INSTRUCTIONS FOR THE TASK: Go through the material and write it all out exactly, minus the pictures.

+++ EXTRACTED RECORDS

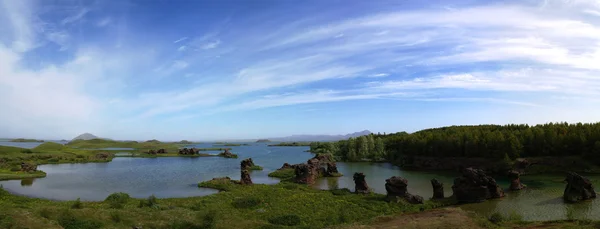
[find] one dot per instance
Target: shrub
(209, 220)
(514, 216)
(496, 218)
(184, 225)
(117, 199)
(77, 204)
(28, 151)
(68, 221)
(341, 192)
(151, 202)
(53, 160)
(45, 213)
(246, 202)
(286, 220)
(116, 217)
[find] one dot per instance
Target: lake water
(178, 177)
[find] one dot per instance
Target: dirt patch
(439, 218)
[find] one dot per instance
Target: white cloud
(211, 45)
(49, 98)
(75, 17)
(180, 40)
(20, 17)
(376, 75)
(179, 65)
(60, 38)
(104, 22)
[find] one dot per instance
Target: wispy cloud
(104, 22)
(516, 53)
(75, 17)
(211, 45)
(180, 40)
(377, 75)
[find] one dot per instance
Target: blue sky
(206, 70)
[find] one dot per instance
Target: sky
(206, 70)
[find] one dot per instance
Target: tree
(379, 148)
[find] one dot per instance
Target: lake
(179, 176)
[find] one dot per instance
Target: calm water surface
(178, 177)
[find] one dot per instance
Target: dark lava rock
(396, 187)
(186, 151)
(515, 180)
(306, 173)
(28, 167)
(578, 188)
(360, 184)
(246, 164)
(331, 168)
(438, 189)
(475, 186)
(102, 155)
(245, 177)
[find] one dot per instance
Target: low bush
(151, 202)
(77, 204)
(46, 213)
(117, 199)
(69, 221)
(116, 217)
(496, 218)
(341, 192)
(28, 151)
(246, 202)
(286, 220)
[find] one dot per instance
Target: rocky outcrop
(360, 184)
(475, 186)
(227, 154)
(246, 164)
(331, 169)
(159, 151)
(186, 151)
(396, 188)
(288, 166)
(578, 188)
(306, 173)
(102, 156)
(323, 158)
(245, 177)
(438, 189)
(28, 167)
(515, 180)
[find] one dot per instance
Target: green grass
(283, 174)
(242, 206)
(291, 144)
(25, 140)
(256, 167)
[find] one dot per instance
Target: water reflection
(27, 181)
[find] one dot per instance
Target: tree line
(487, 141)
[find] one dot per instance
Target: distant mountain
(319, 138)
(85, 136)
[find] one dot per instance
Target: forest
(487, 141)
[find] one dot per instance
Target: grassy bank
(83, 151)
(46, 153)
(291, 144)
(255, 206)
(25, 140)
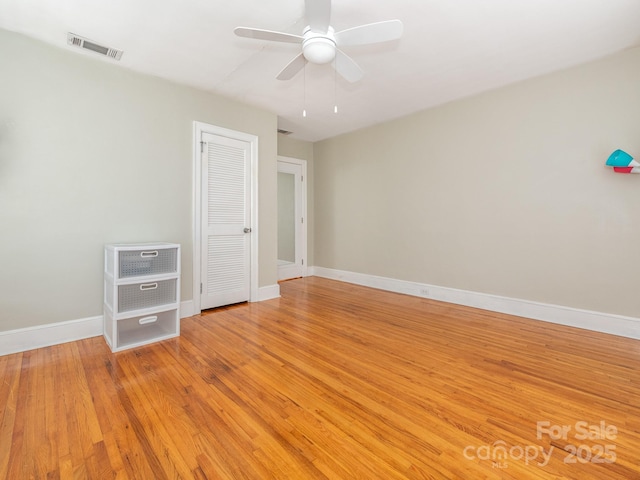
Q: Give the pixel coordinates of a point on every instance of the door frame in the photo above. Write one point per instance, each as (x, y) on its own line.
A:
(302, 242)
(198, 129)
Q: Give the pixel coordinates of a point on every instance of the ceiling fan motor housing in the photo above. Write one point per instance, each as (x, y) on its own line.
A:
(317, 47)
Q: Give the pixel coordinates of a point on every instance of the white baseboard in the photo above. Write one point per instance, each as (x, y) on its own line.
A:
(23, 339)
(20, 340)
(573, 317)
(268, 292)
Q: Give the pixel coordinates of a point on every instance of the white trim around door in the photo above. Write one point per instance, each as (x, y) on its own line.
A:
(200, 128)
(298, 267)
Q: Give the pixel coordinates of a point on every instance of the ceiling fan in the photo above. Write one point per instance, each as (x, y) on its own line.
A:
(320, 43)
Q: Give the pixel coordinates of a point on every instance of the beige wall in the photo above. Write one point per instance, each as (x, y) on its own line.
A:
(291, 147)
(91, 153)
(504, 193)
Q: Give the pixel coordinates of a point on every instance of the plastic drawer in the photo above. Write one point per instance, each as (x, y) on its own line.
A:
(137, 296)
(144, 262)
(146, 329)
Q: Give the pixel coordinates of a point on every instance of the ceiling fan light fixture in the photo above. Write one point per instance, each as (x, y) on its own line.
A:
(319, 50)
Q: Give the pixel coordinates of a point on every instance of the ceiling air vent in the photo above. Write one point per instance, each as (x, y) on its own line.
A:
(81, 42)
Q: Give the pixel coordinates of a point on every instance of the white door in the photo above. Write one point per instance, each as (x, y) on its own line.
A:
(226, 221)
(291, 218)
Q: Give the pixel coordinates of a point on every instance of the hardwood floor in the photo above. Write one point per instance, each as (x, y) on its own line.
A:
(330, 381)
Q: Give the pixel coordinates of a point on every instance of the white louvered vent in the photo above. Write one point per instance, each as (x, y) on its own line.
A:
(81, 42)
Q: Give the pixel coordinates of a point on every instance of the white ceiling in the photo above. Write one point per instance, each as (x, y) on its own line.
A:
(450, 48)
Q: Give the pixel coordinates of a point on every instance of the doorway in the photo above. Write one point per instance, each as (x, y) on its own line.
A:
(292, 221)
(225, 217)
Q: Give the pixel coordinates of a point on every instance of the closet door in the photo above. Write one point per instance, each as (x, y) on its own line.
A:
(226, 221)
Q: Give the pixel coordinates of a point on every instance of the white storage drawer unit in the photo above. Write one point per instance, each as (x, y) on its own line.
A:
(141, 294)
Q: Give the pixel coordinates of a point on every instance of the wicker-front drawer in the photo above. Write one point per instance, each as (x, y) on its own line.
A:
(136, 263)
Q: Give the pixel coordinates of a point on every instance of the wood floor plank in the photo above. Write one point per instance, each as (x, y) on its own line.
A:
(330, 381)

++++++

ANSWER:
[find] one dot per instance
Target: shrub
(209, 220)
(514, 216)
(496, 218)
(184, 225)
(117, 199)
(77, 204)
(28, 151)
(68, 221)
(341, 192)
(151, 202)
(53, 160)
(45, 213)
(246, 202)
(286, 220)
(116, 217)
[find] one dot per instance
Target: lake water
(178, 177)
[find] one dot per instance
Target: dirt patch
(439, 218)
[find] one dot per instance
Target: white cloud
(211, 45)
(49, 98)
(75, 17)
(180, 40)
(20, 17)
(376, 75)
(179, 65)
(60, 38)
(104, 22)
[find] one dot per instance
Target: wispy cloud
(104, 22)
(516, 53)
(75, 17)
(211, 45)
(180, 40)
(377, 75)
[find] one dot per instance
Target: blue sky
(206, 70)
[find] one dot per instance
Target: sky
(206, 70)
[find] one dot per instance
Target: tree
(379, 148)
[find] one dot per instance
Target: lake
(179, 176)
[find] one dot per instance
Target: calm water surface
(178, 177)
[find] one dot per instance
Target: dark lava rock
(396, 187)
(186, 151)
(515, 180)
(306, 173)
(28, 167)
(578, 188)
(360, 184)
(246, 164)
(331, 168)
(438, 189)
(475, 186)
(102, 155)
(245, 177)
[find] one dot per instance
Target: low bush
(151, 202)
(77, 204)
(46, 213)
(117, 199)
(69, 221)
(116, 217)
(496, 218)
(341, 192)
(28, 151)
(246, 202)
(286, 220)
[find] one dot per instance
Target: rocky outcrop
(360, 184)
(475, 186)
(227, 154)
(246, 164)
(331, 169)
(159, 151)
(186, 151)
(396, 188)
(288, 166)
(578, 188)
(306, 173)
(102, 156)
(323, 158)
(245, 177)
(438, 189)
(28, 167)
(515, 180)
[find] one dot per instance
Target: green grass
(283, 174)
(242, 206)
(291, 144)
(25, 140)
(256, 167)
[find] one dot per instance
Target: water reflection
(27, 181)
[find] one dot per instance
Target: tree line
(487, 141)
[find] one dot per instance
Target: distant mountain
(319, 138)
(85, 136)
[find] one dot per instance
Target: forest
(487, 141)
[find] one dot per instance
Target: grassy bank
(83, 151)
(46, 153)
(291, 144)
(255, 206)
(25, 140)
Q: Give the pixel coordinates of a point on every instance of the door frame in the photo above. Write one point per instance, each as (x, y) on its own line.
A:
(302, 242)
(198, 129)
Q: Give the pixel coordinates of a point on every instance of the ceiling fan motor housing in the photo above. Write one point per instance, each as (x, y) on its own line.
A:
(317, 47)
Q: Give the pixel coordinates of a point on every instance of the white baseboard in the photo above. Write one point per instance, each as (x, y) on its own line.
A:
(23, 339)
(20, 340)
(573, 317)
(268, 292)
Q: Give the pixel coordinates of a point on every instance of the white trim around door in the photo above. Write one point per instance, each as (x, y) on its own line.
A:
(200, 128)
(298, 267)
Q: Give the pixel coordinates of a point on every instance of the ceiling fan in the photo above. Write one point per instance, each as (x, y) on its own line.
A:
(320, 43)
Q: Give the pixel coordinates of a point on every instance of the beige wall in the photo above. Write one point per instance, each as (x, y) on its own line.
A:
(291, 147)
(91, 153)
(504, 193)
Q: Give the pixel coordinates of a point on every instance of the plastic drawer in the photo above. Write one point per instance, each as (x, y) on its own line.
A:
(137, 296)
(144, 262)
(146, 329)
Q: Give the pixel coordinates of a point on every instance of the ceiling fan light fixture in the photo above. Write one point per instance, each as (x, y) on its own line.
A:
(319, 50)
Q: Give the pixel coordinates of a point on every instance of the ceiling air vent in the photo above. Write one point per instance, each as (x, y) on its own line.
A:
(81, 42)
Q: Give the pixel coordinates of a point on every instance of the white door in the photo above. Write one point per instance, each as (x, y) on its own line.
A:
(226, 221)
(291, 218)
Q: Give the pixel coordinates of a point on every instance of the hardwood floor in the photo above. Write one point per instance, each as (x, y) on its own line.
A:
(330, 381)
Q: Give the pixel coordinates of a point on every instance of the white louvered vent in the photo above. Write one point per instance, each as (x, y) on its own line.
A:
(81, 42)
Q: Give the pixel coordinates of a point on every instance of the white ceiling in the photo above. Write one point per instance, each as (x, y) on its own line.
A:
(450, 48)
Q: Give the pixel coordinates of a point on every instance of the doorway in the photo above. Write one point per instance, each as (x, y) on its own line.
A:
(292, 221)
(225, 217)
Q: Give the pixel coordinates of a point on every instance of the closet door in the photo above. Write one point per instance, each as (x, y) on its own line.
A:
(226, 221)
Q: Give the pixel coordinates of a point on every instance of the white storage drawer unit in the photo above. Write one point per instance, each as (x, y) on its own line.
A:
(141, 294)
Q: Give the pixel coordinates of a point on every instance of the wicker-front drawer in the photo above. Write one point per instance, each as (x, y) on its own line.
A:
(136, 263)
Q: Give the pixel coordinates of a point on every instance of the wood floor plank in the photo above. Write one point per instance, each as (x, y) on its own line.
A:
(330, 381)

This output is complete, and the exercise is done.